▸ PROBLEM STATEMENT
The lines to extract begin at the line that contains "Consider the photo above. For every instance of the ocean" and run through the last line of the listing; reproduce them exactly, minus any pictures.

— Start of GIVEN DATA —

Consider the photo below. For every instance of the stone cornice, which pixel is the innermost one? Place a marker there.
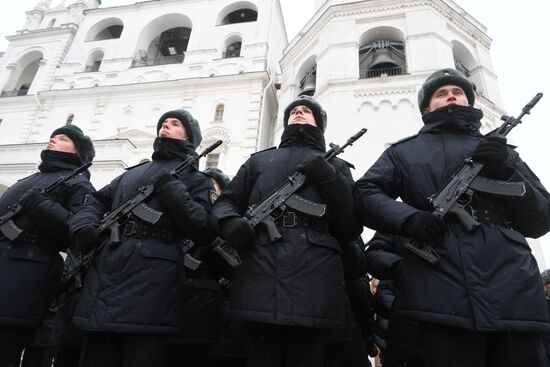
(294, 49)
(386, 91)
(159, 86)
(70, 28)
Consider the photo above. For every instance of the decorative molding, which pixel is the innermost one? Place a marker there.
(386, 91)
(216, 133)
(367, 8)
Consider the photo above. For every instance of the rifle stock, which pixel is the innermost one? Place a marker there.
(266, 211)
(459, 189)
(135, 206)
(8, 227)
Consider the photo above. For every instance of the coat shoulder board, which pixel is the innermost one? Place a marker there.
(263, 150)
(350, 165)
(403, 139)
(137, 165)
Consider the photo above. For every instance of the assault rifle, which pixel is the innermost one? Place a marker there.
(135, 206)
(459, 189)
(8, 227)
(272, 207)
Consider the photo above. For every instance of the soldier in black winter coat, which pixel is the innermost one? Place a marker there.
(397, 337)
(288, 290)
(482, 304)
(202, 309)
(133, 292)
(30, 265)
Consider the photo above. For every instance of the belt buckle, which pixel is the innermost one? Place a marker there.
(129, 228)
(289, 219)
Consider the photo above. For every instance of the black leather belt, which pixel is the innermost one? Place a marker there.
(291, 219)
(35, 239)
(134, 228)
(490, 215)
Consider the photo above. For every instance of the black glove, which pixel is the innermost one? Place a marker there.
(317, 168)
(237, 232)
(87, 239)
(30, 199)
(492, 152)
(424, 226)
(162, 177)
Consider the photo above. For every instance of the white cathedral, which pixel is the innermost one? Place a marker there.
(113, 71)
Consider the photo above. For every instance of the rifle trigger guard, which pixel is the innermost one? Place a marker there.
(129, 228)
(289, 219)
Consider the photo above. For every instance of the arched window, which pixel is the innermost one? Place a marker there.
(94, 61)
(464, 60)
(382, 57)
(212, 160)
(233, 50)
(108, 33)
(308, 82)
(218, 115)
(241, 16)
(110, 28)
(382, 53)
(23, 75)
(306, 77)
(238, 12)
(163, 41)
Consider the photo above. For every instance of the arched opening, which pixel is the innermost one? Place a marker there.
(464, 61)
(23, 75)
(94, 61)
(232, 47)
(307, 77)
(239, 12)
(164, 41)
(110, 28)
(382, 53)
(111, 32)
(218, 114)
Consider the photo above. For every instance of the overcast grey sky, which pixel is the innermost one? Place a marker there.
(519, 54)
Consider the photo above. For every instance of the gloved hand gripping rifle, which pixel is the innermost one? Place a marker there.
(459, 189)
(135, 206)
(269, 209)
(7, 226)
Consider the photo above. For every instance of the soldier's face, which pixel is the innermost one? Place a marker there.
(61, 143)
(174, 129)
(446, 95)
(301, 115)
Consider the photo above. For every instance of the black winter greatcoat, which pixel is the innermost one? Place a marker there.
(487, 279)
(137, 286)
(297, 280)
(30, 274)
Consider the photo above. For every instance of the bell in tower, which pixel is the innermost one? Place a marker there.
(308, 83)
(382, 59)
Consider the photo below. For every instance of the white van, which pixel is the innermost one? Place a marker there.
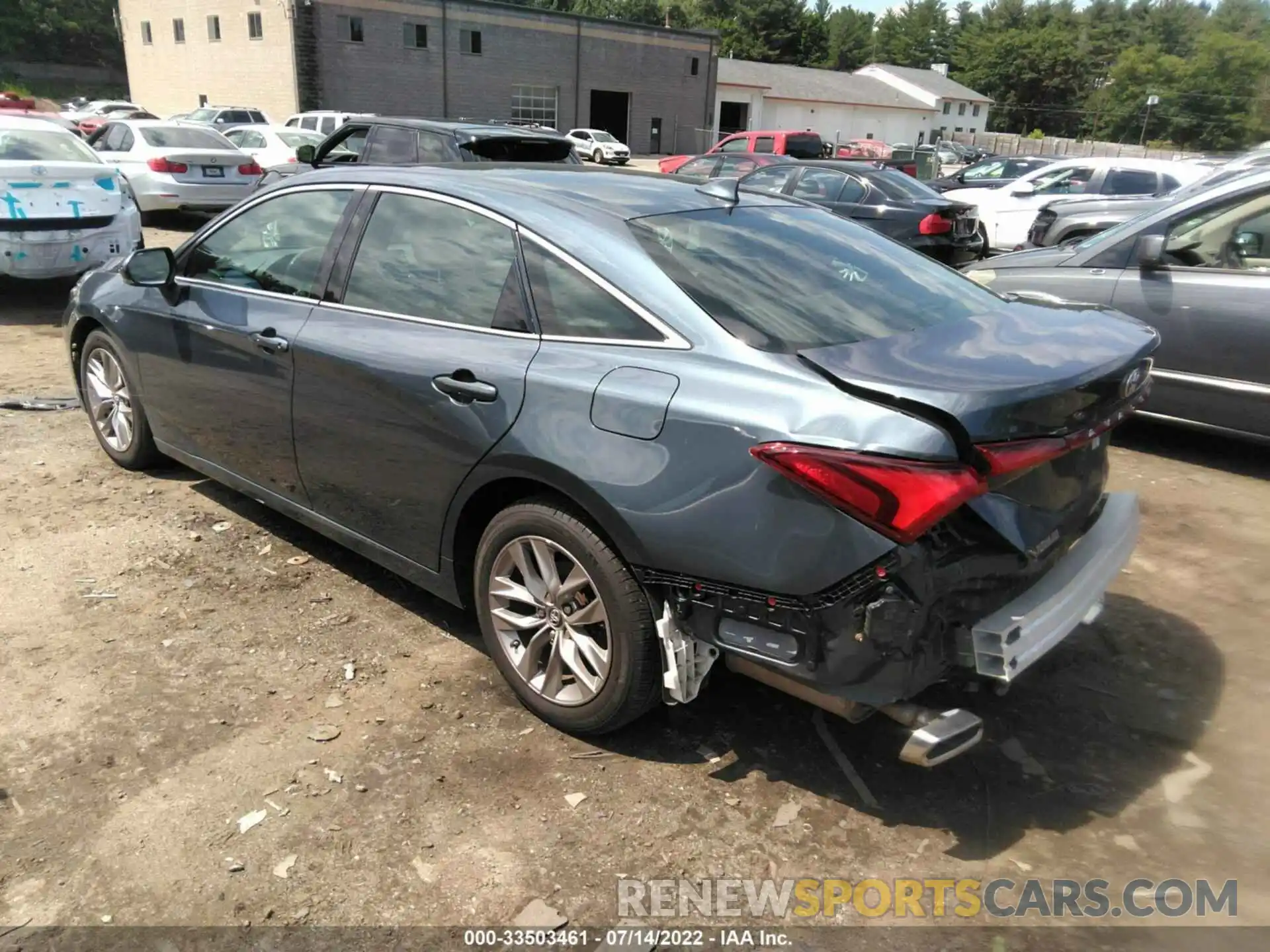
(324, 121)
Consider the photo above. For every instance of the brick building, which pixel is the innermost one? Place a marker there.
(451, 59)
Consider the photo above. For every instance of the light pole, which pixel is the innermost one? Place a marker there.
(1151, 102)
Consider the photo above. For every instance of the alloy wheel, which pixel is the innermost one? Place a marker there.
(108, 400)
(550, 619)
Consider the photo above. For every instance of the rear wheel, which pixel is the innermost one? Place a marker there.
(564, 619)
(113, 405)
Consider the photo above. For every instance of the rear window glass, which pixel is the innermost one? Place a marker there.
(178, 138)
(803, 146)
(784, 278)
(41, 146)
(897, 184)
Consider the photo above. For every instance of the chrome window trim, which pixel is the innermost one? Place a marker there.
(1236, 386)
(672, 339)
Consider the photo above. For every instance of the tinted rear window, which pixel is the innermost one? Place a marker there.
(803, 146)
(897, 184)
(783, 278)
(182, 138)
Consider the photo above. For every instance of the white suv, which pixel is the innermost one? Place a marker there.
(324, 121)
(600, 146)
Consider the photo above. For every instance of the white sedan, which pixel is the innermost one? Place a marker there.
(63, 210)
(272, 145)
(177, 168)
(1007, 214)
(600, 146)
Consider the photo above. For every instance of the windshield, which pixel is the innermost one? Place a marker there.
(182, 138)
(294, 140)
(783, 278)
(41, 146)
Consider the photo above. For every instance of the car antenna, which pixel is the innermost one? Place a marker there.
(727, 190)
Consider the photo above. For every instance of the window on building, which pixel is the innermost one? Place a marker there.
(535, 104)
(415, 36)
(351, 30)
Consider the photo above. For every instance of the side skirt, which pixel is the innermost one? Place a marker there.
(440, 584)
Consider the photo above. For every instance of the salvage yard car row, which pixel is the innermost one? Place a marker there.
(666, 422)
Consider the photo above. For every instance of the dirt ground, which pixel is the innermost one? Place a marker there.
(165, 658)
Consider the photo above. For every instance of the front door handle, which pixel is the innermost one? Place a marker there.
(271, 343)
(464, 387)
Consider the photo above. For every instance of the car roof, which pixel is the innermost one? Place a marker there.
(26, 122)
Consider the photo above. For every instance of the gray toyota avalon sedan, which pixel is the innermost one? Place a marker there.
(640, 426)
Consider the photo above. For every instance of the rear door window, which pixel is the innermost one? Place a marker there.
(429, 259)
(1130, 182)
(393, 146)
(785, 278)
(820, 184)
(773, 179)
(571, 305)
(432, 147)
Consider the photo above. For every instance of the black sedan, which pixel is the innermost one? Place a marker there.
(991, 173)
(886, 200)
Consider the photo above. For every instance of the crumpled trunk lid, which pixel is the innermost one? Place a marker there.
(60, 193)
(1028, 370)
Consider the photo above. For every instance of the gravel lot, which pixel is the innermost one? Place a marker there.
(168, 648)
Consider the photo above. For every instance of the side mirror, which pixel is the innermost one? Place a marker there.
(1151, 252)
(150, 268)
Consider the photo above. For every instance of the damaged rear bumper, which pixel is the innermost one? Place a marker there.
(63, 254)
(1019, 634)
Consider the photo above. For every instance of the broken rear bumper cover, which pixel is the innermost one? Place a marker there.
(911, 619)
(1021, 633)
(65, 253)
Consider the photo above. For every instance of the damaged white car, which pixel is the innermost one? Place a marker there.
(63, 210)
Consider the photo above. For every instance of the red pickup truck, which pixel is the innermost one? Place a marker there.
(798, 143)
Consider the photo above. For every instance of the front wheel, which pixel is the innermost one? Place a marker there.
(113, 405)
(566, 621)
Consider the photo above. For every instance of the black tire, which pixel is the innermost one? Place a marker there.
(142, 452)
(634, 681)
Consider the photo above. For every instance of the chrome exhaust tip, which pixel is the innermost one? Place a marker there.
(937, 736)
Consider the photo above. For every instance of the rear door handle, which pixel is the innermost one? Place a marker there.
(271, 343)
(464, 387)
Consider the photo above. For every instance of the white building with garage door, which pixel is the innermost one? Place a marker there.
(839, 106)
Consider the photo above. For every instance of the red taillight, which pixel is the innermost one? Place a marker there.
(167, 167)
(934, 223)
(898, 498)
(1023, 454)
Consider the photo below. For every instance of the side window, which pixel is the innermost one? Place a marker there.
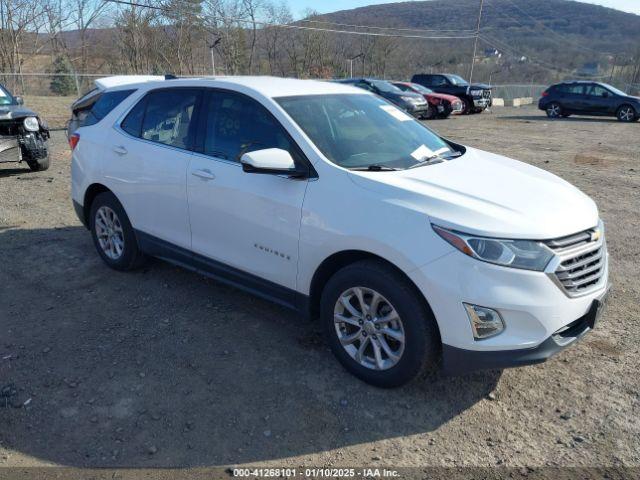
(365, 86)
(576, 89)
(236, 124)
(132, 124)
(168, 115)
(105, 104)
(426, 80)
(438, 81)
(597, 91)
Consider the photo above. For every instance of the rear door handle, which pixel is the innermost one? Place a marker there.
(203, 174)
(120, 150)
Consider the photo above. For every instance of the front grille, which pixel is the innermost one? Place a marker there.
(9, 150)
(582, 261)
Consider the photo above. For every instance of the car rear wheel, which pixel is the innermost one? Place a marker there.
(112, 233)
(38, 164)
(554, 110)
(466, 107)
(377, 326)
(626, 113)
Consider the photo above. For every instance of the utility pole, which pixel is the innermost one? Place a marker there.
(351, 64)
(213, 60)
(475, 43)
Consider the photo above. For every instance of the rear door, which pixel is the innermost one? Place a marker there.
(249, 222)
(573, 98)
(598, 99)
(148, 156)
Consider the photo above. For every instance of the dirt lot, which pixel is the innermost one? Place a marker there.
(164, 367)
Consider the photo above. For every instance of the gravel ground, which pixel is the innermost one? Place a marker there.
(166, 368)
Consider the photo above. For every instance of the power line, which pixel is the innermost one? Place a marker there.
(470, 30)
(299, 27)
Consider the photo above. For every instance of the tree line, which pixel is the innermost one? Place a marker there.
(187, 37)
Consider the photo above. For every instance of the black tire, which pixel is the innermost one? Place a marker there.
(422, 343)
(554, 110)
(431, 112)
(131, 257)
(39, 164)
(627, 113)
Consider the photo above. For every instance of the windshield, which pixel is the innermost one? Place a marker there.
(5, 97)
(420, 88)
(457, 80)
(385, 86)
(364, 131)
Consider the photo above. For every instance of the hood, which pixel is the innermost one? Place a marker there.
(11, 112)
(442, 96)
(401, 94)
(486, 194)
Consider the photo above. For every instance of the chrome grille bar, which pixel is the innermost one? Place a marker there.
(580, 264)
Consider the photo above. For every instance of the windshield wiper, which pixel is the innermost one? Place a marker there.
(433, 159)
(374, 168)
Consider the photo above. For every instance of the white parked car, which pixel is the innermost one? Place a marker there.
(411, 249)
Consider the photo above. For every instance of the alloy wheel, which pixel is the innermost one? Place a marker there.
(109, 232)
(369, 328)
(626, 114)
(553, 110)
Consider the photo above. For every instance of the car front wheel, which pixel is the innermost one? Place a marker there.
(626, 113)
(377, 326)
(554, 110)
(112, 233)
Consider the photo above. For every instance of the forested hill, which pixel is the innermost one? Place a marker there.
(554, 31)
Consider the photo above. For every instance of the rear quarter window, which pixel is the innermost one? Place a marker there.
(105, 104)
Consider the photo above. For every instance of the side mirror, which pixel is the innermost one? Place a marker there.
(273, 161)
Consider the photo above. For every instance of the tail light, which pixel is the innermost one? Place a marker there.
(73, 141)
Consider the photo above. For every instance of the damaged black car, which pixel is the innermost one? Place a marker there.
(23, 134)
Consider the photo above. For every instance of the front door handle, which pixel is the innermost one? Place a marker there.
(203, 174)
(120, 150)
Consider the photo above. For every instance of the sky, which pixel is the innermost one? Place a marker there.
(326, 6)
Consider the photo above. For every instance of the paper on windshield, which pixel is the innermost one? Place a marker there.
(423, 152)
(396, 113)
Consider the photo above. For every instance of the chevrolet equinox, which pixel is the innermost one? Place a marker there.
(412, 250)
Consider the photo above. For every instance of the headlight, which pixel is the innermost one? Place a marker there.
(414, 100)
(524, 254)
(31, 124)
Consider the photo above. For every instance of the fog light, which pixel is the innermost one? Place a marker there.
(485, 322)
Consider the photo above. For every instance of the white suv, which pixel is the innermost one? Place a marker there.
(411, 249)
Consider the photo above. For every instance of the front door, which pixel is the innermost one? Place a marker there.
(246, 221)
(148, 159)
(598, 99)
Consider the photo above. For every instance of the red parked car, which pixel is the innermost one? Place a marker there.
(441, 105)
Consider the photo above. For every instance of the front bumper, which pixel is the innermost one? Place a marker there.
(10, 150)
(459, 361)
(483, 102)
(418, 111)
(534, 307)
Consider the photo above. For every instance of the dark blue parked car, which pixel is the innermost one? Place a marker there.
(589, 98)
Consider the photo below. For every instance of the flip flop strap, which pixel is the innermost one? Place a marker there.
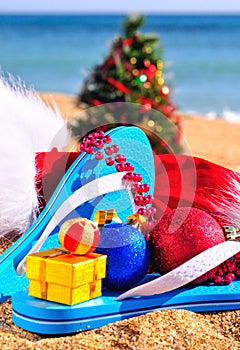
(98, 187)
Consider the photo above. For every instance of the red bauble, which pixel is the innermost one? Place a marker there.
(180, 235)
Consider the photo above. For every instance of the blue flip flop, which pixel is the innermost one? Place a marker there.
(86, 175)
(46, 317)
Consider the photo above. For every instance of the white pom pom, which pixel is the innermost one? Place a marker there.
(27, 126)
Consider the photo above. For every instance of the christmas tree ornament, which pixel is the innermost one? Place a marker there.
(128, 255)
(79, 236)
(180, 235)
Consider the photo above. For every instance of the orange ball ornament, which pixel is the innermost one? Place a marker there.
(79, 236)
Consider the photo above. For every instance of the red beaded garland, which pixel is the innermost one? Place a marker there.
(99, 155)
(99, 143)
(109, 161)
(120, 167)
(120, 158)
(129, 167)
(98, 139)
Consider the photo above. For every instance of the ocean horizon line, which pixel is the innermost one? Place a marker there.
(99, 13)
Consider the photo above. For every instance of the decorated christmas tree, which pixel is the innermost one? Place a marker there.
(133, 73)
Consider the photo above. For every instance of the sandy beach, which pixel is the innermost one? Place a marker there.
(214, 140)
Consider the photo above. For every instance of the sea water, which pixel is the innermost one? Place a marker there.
(201, 54)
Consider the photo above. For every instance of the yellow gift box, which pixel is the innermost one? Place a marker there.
(65, 278)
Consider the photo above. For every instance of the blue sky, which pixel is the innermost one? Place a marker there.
(121, 6)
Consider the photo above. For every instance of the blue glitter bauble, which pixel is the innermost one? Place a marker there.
(128, 255)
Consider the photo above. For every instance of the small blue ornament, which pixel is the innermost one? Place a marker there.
(128, 255)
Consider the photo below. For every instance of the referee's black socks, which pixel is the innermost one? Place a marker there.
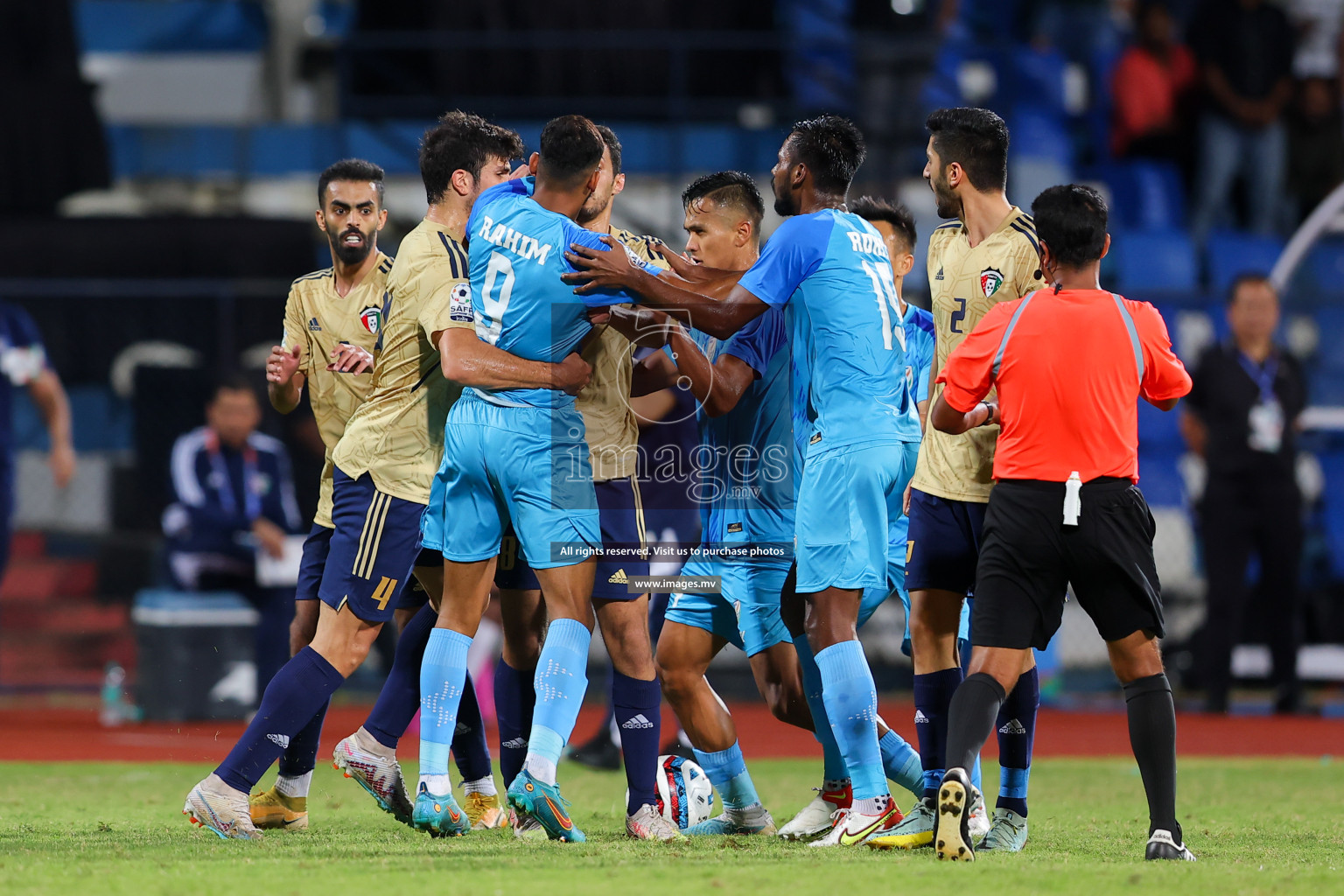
(972, 718)
(1152, 734)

— End of GIVEN DATA —

▸ REPLY TO THE TASK
Consider the photo above. For every instance of the ocean horizon line, which pixel is the innermost one? Place a marker there.
(99, 13)
Consider the photo above. For every instance of the decorated christmas tree, which pixel is the innermost one? Place a marker there.
(133, 73)
Consider the photo above. For every instance of the sandy beach, which pixel is the innermost one? Place a marker there.
(214, 140)
Consider the photo above. For every instance of the sea water, which pixel is the innermost one? Place a marker there.
(201, 54)
Consider the photo above. For every instance of the yellow gift box, which pixel is the innermost one? Place a marker there.
(65, 278)
Consider the photo above. For every instance of the blue sky, which pixel is the innermost one? Place a marker there.
(121, 6)
Consider the photo above. For every instance of the blue glitter bauble, which pixel is the innermost one? Place a marker there.
(128, 255)
Consider the photo above. For every instance of the small blue ornament, which pixel is the innermost one? Place a marker there.
(128, 255)
Consider the photo below. For every instance of the referee's black socks, which pixel is the innermost one? Place a marker there.
(972, 718)
(1152, 734)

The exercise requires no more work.